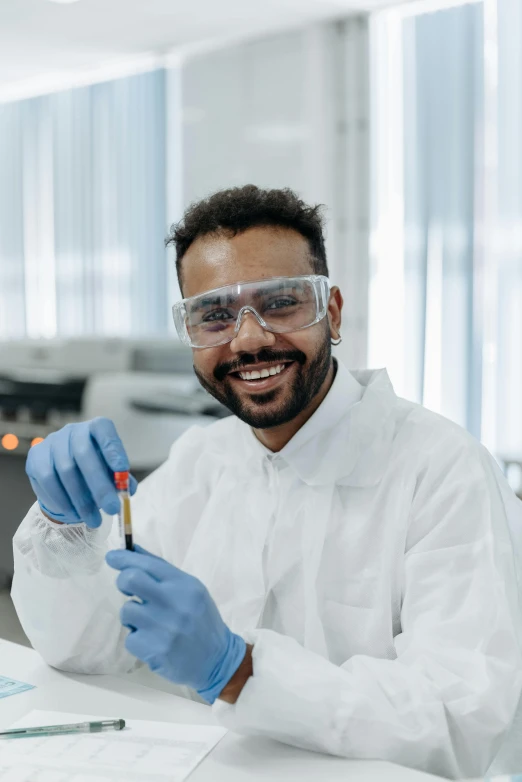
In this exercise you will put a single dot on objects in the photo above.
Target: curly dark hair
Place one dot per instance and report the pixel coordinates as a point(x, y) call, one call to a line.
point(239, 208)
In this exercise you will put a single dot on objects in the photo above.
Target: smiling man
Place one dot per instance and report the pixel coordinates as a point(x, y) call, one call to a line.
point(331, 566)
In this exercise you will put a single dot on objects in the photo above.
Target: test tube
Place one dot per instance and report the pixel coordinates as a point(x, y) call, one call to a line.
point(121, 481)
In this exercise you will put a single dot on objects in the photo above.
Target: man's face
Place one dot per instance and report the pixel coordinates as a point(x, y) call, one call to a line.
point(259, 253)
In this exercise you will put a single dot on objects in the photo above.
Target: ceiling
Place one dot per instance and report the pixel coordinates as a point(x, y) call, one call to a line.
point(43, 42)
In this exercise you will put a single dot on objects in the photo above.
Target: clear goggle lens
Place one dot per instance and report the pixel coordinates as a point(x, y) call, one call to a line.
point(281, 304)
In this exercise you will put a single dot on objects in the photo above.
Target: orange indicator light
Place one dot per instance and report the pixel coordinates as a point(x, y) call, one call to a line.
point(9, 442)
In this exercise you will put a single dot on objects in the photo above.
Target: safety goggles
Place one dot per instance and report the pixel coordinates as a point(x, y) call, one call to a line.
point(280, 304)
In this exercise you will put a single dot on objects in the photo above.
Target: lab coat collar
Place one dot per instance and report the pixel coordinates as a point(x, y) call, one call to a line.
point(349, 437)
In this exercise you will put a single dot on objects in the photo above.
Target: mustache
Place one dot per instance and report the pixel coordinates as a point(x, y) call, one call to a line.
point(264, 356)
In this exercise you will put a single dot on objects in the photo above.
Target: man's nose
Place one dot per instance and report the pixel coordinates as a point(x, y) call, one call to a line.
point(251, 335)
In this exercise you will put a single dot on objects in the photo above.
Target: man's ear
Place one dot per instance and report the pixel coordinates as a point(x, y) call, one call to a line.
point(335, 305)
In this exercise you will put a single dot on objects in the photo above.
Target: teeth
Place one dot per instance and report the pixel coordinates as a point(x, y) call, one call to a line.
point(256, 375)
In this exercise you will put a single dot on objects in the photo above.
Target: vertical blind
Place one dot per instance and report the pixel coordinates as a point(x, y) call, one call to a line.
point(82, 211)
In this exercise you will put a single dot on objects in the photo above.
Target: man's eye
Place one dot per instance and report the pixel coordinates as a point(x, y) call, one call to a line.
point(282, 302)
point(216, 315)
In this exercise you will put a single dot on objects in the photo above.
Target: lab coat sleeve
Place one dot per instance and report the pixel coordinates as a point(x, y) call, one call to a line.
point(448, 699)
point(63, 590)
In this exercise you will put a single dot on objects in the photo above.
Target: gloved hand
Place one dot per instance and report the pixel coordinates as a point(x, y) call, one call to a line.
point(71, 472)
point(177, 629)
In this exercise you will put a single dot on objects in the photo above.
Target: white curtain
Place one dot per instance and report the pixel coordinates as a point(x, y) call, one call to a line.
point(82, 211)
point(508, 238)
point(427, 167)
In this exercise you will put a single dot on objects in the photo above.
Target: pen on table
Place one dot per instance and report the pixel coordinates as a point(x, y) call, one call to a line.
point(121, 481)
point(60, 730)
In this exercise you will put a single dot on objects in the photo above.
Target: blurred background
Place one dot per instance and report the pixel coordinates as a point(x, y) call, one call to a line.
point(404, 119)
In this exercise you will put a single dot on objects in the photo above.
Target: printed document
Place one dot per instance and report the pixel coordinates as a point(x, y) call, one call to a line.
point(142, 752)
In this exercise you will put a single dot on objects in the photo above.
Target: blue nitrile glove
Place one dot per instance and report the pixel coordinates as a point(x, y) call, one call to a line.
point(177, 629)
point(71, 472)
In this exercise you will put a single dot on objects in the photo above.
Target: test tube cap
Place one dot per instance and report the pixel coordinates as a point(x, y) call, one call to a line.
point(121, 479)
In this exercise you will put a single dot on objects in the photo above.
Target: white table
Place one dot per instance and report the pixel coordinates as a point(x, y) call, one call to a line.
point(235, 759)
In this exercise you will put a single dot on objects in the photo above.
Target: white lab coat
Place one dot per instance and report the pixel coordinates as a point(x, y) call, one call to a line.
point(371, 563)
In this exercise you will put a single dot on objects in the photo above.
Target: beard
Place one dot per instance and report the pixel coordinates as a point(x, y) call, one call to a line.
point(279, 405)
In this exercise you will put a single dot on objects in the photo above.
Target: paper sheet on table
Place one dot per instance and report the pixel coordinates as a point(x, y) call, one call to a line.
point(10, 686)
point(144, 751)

· · · ·

(Goal): Rewrite all of the items above with "exercise" swapped for "activity" and everything else unchanged. Leave the pictures out.

(Response):
In this activity you will put a single dot on objects in the photo above.
Target: curly dark hair
Place one dot per instance and report the pixel coordinates as a point(x, y) call, one call to a line.
point(239, 208)
In this activity you will put a single dot on objects in the photo above.
Target: smiling man
Place one dot per instance and report the pixel coordinates as a point(x, y) call, one call to a line.
point(331, 566)
In this activity you will put a single dot on objects in the photo above.
Target: test tube
Place one dot per instance and report the pixel coordinates as a point(x, y) call, one call to a line.
point(121, 481)
In this activity you will put a single dot on objects in the photo above.
Target: man's face
Place one dot per instance and report the pixel coordinates as a point(x, y) call, one call to a line.
point(259, 253)
In this activity you will put a single dot on objects in the photo above.
Target: ceiling
Place one dot per instance and report the pixel coordinates as a point(x, y) call, one call to a line.
point(43, 42)
In this activity you will put a single dot on objects in the photo above.
Target: clear goggle lens
Place one dot per instance and report the pixel coordinates as a point(x, y) call, one call to a line.
point(281, 304)
In this activity you will put a single dot on objects in the photo above.
Target: orange indicator light
Place one dot per instance and report the pixel coordinates as a point(x, y) call, one call to a line.
point(9, 442)
In this activity you will put a single dot on objects in the photo above.
Target: safety goggles
Place one dot per instance and report the pixel coordinates as a point(x, y) call, one call to a line.
point(280, 304)
In this activity you will put a single dot on objects in the photo above.
Target: lab coat collar
Place one dot per instance and report the pixel coordinates as a point(x, y) call, one call to a line.
point(349, 437)
In this activity you will put a single dot on objects in the photo above.
Target: mustache
Place one dot per instance and report the pixel coordinates as a point(x, y) call, one call to a line.
point(264, 356)
In this activity you will put a single dot on objects in the photo above.
Target: man's nose
Place one dot per instance and report the pixel coordinates as a point(x, y) call, one call to a line.
point(251, 335)
In this activity you will put a single dot on objects in the photo above.
Target: man's ear
Place one dot per instance and report the pixel coordinates as a point(x, y) call, one call to a line.
point(335, 305)
In this activity you will put a single dot on objects in the photo above.
Target: teeth
Place one dot per instance and report the pixel coordinates as a point(x, y) call, one call to a line.
point(256, 375)
In this activity you will put a single dot on objects in the photo above.
Target: vertical blind
Place one dot per instance and report the pixel coordinates as a point(x, y) call, one call to a line.
point(82, 211)
In this activity you will put a single dot on objects in the photo above.
Target: man's eye
Place one dot per instance and report the pixel coordinates as a point(x, y) call, one call to a line.
point(282, 302)
point(216, 315)
In this activity you will put a single dot on objects in the photo above.
Target: lab coat sleeve
Place one dot per instance and report the pixel coordinates as a point(x, y) call, one call to a line.
point(448, 699)
point(63, 590)
In this activity you will put a single dot on objects in the photo above.
Target: gloved hand
Place one dot per instance and report the pixel coordinates as a point(x, y) call, one call to a line.
point(71, 472)
point(177, 629)
In this activity you will put a single dot on objects in the photo above.
Target: white curtain
Place one dot per instance and report the pixel coordinates as a point(x, y) call, one call to a line.
point(82, 211)
point(508, 238)
point(427, 167)
In this activity you will put a single dot on objects in the photo above.
Target: pen on table
Place one dot per instance and report the pixel coordinates as a point(x, y) call, one call to a line.
point(121, 481)
point(60, 730)
In this activity you will put a single dot on objects in the photo above.
Target: blurred background
Place one dot per instance and report the pixel coordinates as a point(x, y) call, one call to a line.
point(404, 119)
In this activity you will put a single dot on objects in the photo above.
Target: printed document
Place one dot per instance and report the pixel coordinates as a point(x, y) call, one call to a line.
point(142, 752)
In this activity you will put a single dot on objects in the photo above.
Target: blue nitrile glove
Place one dot per instance and report the pixel coordinates as a point(x, y) call, one call to a line.
point(177, 629)
point(71, 472)
In this activity you will put a single dot on objects in the photo above.
Target: test tube cap
Place one dot per instance and report the pixel coordinates as a point(x, y) call, one call to a line.
point(121, 479)
In this activity you will put a single dot on objects in the photo above.
Target: white table
Place one dot per instance and report the pixel coordinates as a point(x, y) call, one call to a line.
point(235, 759)
In this activity you will put a single dot on objects in the photo above.
Target: white lab coat
Place one dot per instance and report the pixel coordinates as a point(x, y) call, one call to a line.
point(371, 563)
In this activity you will put a single dot on objects in the photo above.
Target: beard
Place one dot per instance and report the pixel coordinates as a point(x, y) call, one call to a line.
point(279, 405)
In this activity you will put a single dot on objects in the photo above.
Target: paper sheet on table
Place one dot per instance and report the pixel coordinates as a point(x, y) call, one call to a line.
point(10, 686)
point(144, 751)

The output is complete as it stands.